[[ EXTRACTED RECORDS, beginning ]]

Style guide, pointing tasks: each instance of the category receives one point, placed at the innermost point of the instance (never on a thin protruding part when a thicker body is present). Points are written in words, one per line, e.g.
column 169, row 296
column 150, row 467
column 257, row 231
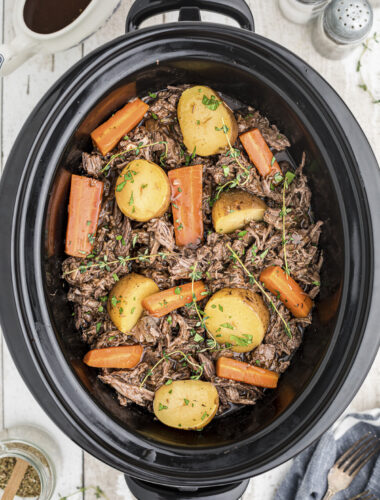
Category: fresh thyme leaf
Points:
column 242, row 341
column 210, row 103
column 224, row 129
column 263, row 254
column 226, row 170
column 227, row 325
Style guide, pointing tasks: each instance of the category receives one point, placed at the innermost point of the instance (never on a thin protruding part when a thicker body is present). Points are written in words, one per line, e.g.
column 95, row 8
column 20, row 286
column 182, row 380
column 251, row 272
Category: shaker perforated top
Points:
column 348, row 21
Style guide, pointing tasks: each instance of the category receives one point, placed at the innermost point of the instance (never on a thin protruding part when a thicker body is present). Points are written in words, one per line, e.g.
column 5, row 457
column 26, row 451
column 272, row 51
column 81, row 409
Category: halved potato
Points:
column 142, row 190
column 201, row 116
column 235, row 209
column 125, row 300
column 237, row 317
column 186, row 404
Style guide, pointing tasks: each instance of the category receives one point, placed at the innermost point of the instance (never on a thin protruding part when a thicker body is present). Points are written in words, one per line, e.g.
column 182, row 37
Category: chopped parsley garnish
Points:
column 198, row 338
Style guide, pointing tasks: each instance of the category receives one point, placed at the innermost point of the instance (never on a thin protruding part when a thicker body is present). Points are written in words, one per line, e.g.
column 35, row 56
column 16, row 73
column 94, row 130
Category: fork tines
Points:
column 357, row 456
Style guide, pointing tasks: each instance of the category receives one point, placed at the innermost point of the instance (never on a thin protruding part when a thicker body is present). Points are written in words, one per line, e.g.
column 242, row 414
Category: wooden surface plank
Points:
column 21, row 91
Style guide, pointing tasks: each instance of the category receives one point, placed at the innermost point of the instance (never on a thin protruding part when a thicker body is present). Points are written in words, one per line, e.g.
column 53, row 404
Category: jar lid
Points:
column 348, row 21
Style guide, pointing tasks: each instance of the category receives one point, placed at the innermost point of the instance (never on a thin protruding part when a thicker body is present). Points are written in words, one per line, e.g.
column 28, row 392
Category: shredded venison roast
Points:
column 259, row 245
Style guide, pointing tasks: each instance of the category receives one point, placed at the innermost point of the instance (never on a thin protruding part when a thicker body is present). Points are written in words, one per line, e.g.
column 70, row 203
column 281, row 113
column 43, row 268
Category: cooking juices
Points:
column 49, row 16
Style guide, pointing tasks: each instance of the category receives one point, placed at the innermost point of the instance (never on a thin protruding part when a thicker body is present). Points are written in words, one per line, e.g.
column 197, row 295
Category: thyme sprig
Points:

[[ EXTRACTED RECORDS, end ]]

§ WHAT THE TASK REQUIRES:
The answer must be every line of the entries that includes the word "thyme".

§ EXERCISE ANSWER:
Category: fresh thyme leaf
Category: thyme sprig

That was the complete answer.